■ **Given entries**
········

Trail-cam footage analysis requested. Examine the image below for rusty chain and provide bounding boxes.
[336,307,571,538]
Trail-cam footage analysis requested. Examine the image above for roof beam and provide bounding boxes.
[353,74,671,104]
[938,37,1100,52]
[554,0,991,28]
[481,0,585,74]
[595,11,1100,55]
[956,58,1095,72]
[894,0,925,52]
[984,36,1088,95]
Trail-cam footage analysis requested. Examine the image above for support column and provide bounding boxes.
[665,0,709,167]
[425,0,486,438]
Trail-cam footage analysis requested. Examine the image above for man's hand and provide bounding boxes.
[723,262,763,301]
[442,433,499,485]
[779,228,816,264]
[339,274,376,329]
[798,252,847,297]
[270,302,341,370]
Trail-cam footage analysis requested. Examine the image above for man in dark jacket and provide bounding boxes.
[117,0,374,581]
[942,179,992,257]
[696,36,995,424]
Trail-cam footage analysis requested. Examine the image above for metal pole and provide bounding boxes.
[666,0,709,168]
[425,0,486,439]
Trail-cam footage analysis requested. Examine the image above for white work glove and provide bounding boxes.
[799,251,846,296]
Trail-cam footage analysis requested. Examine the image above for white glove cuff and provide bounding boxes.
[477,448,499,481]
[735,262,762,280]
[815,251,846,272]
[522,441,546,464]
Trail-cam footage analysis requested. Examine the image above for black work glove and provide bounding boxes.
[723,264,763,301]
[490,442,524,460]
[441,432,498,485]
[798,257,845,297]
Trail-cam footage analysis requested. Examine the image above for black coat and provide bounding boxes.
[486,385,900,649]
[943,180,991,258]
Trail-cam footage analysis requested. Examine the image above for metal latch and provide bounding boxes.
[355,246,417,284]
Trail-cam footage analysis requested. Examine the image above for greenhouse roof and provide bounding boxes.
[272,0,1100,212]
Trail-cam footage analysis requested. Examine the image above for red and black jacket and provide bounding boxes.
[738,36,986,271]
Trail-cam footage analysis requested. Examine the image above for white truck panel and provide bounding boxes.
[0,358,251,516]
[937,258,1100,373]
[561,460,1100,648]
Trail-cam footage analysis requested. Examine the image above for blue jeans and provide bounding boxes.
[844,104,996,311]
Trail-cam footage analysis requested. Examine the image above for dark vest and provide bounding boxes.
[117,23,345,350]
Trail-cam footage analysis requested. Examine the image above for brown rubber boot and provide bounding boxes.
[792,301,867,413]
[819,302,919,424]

········

■ **Work item**
The answer must be the line containing "boot and provide bounding boxes." and every line after it to the end of the data, each set down exactly.

■ **Exercise solution**
Trail-cam footage analysis requested. Examine the image above for brown rubber boot and provide bounding boxes.
[792,301,867,413]
[819,302,919,424]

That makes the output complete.